## WHAT TO PRODUCE
Go on with the meditation on suffering, picking up after its final sentence.

## PROVIDED PASSAGE

Monday, June 11, 2012

Meditation 41: On Suffering


What is suffering? Everyone has an idea, in the first instance from their own case.  Individual humans suffer a multitude of afflictions.  Some come randomly and we count such suffering a matter of bad luck.  I break my arm in an earthquake, crack my tooth on a stone, stub my toe, or catch a cold.  All manners of things like this just happen to people with statistical regularity.  Other suffering is more ambiguously the result of an uncaring fate.  I smoke for forty years and get lung cancer or emphysema. Now I suffer.  The same goes for drinking too much and getting liver damage, or taking in other statistically relevant carcinogens. 

Beyond the suffering of disease and physical pain, there is the suffering of the heart and self-esteem, which can be every bit as painful and "real" as the pain of a toothache.  To love and lose is to suffer, as is the discovery of a friend's betrayal, the loss of medical coverage and one's pension, or suffering injustice at the hands of others.  The pain of conscience is never far away, a reminder of things done or left undone to one's own and others' detriment, moral or spiritual.  So, in one's own case, we find physical, emotional and moral categories of suffering.  They all involve the more or less passive experience of pain that is common to all suffering.  I experience the pain, and I cannot help feeling it, even if I do not want to suffer.  If I do want to suffer, perhaps as self-inflicted punishment for crimes committed, still the experience of suffering is passive. It happens to me.  If I flog myself, the pain I endure, though self-caused, is, nevertheless, experienced passively.

(Data records)
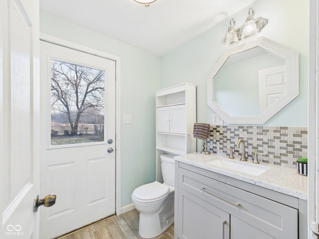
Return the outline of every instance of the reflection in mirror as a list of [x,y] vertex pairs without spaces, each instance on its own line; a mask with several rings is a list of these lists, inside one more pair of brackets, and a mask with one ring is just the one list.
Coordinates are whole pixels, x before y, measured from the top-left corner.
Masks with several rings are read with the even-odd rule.
[[230,117],[259,115],[286,91],[285,63],[259,46],[230,56],[214,77],[214,101]]
[[226,51],[207,81],[207,103],[229,124],[263,124],[299,94],[298,51],[263,37]]

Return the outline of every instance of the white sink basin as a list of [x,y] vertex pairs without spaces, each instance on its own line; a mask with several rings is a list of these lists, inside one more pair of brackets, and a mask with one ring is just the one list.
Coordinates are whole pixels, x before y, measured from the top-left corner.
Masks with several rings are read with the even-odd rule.
[[216,157],[212,161],[207,162],[208,164],[224,168],[238,172],[258,176],[264,173],[270,168],[260,164],[253,164],[251,162],[236,161],[235,159],[228,159],[222,157]]

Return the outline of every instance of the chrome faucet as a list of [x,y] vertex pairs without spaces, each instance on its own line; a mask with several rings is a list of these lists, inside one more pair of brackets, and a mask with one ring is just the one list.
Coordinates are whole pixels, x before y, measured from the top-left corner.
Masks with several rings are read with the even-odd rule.
[[246,152],[245,151],[245,142],[244,142],[244,140],[241,138],[239,139],[238,141],[237,141],[237,144],[236,145],[236,147],[239,148],[239,145],[240,145],[240,143],[242,143],[241,144],[242,155],[241,155],[241,157],[240,158],[240,160],[247,161],[247,159],[246,158]]

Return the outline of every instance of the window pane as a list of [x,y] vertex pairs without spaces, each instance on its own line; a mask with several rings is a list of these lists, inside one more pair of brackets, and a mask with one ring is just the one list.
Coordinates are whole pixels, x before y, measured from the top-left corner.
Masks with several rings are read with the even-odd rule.
[[51,61],[51,144],[104,141],[105,72]]

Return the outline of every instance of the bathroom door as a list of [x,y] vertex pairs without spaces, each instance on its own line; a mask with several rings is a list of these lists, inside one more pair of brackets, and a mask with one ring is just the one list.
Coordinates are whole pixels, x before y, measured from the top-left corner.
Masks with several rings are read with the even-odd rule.
[[57,195],[41,211],[47,239],[115,213],[115,61],[43,41],[40,51],[40,191]]

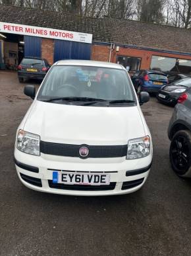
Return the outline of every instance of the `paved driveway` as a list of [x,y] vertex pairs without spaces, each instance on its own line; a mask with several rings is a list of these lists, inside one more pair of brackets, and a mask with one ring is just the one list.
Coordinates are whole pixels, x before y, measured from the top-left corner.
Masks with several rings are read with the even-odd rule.
[[142,107],[154,146],[139,191],[74,197],[29,190],[17,178],[16,130],[32,101],[16,73],[0,71],[0,255],[190,255],[191,183],[173,173],[167,136],[173,108]]

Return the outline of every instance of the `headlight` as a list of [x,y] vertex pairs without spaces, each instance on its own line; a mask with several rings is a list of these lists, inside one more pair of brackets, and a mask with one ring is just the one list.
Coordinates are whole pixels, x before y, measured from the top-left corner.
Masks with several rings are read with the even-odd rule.
[[180,88],[180,89],[176,89],[175,90],[174,90],[174,91],[172,91],[172,92],[173,93],[184,93],[184,91],[185,91],[186,90],[186,89],[181,89],[181,88]]
[[40,155],[39,135],[19,130],[16,138],[16,148],[22,152]]
[[142,158],[150,153],[150,138],[145,136],[128,142],[127,159]]

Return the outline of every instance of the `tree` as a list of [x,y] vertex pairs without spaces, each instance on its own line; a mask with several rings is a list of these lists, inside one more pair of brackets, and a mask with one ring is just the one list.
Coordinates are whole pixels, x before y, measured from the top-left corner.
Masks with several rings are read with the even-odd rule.
[[140,0],[137,4],[138,19],[146,22],[163,23],[165,0]]

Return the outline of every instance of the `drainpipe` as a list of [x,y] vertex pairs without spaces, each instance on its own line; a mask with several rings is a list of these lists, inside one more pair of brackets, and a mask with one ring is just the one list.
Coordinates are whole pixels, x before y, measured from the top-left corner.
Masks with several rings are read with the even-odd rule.
[[110,44],[109,62],[111,62],[111,56],[112,48],[113,48],[113,43],[111,43],[111,44]]

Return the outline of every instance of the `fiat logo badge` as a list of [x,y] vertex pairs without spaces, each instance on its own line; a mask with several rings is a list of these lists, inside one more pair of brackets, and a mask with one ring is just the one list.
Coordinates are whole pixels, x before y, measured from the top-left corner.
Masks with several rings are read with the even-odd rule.
[[82,157],[86,157],[89,153],[89,149],[87,147],[81,147],[80,148],[79,153]]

## EXERCISE RESULT
So by the experience of physical, emotional or moral suffering, we get the idea of what it is.  How, then, ought we to relate to the suffering of others?  The temptation, in normal cases, is to forget about suffering if one is not suffering oneself.  We want to be happy, if we can, and dwelling on the suffering of others brings us down, makes us angry, disgusted, sad, despairing, and, ultimately, perhaps, suicidal.  Everywhere in the world, there is suffering beyond belief.  Even in countries not facing social upheavals at the moment, suffering is rampant.  Some of it is a matter of bad luck in an indifferent natural universe.  Some is self-caused, but the bulk is caused by the actions of human beings themselves.  In ancient Athens, the slaves who were sent to work the silver mines suffered and died in that work, and they knew when they walked in that they would be released only when they were dead.  This is an unbearable thought, and yet there were men who forced those slaves to work and die for their masters. Obviously, the masters, not feeling the suffering of the slaves themselves, were not concerned about it.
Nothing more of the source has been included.